**Provided information:**
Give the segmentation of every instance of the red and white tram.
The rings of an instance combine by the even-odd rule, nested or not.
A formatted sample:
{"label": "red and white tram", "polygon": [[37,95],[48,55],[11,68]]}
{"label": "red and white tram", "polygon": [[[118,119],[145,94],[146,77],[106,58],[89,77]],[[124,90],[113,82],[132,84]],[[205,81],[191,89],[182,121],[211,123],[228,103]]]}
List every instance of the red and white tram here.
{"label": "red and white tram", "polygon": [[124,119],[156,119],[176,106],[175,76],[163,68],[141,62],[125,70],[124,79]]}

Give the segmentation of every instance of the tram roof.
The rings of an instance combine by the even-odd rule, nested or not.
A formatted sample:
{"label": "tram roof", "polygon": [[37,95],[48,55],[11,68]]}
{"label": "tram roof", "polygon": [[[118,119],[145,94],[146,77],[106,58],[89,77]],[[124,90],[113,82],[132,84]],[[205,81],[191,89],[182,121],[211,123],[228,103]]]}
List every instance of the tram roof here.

**Task objective:** Output every line of the listing above as a JSON list of strings, one string per line, leaving out blank lines.

**Written solution:**
[
  "Give the segmentation of every instance of the red and white tram.",
  "The rings of an instance combine by the even-odd rule, nested or not.",
  "A formatted sample:",
  "{\"label\": \"red and white tram\", \"polygon\": [[37,95],[48,55],[11,68]]}",
  "{\"label\": \"red and white tram\", \"polygon\": [[[118,119],[145,94],[146,77],[106,58],[89,77]],[[124,90],[113,82],[132,84]],[[205,81],[191,89],[182,121],[211,123],[228,103]]]}",
  "List every instance of the red and white tram here.",
  "{\"label\": \"red and white tram\", \"polygon\": [[124,119],[156,119],[176,106],[175,76],[163,68],[141,62],[125,70],[124,79]]}",
  "Give the segmentation of every instance of the tram roof.",
  "The rings of an instance combine by the even-odd rule, nested or not.",
  "A formatted sample:",
  "{\"label\": \"tram roof\", \"polygon\": [[37,95],[48,55],[11,68]]}",
  "{\"label\": \"tram roof\", \"polygon\": [[[118,119],[145,94],[146,77],[106,58],[89,77]],[[124,90],[113,82],[132,84]],[[205,81],[191,89],[182,121],[211,123],[228,103]]]}",
  "List every instance of the tram roof here."
]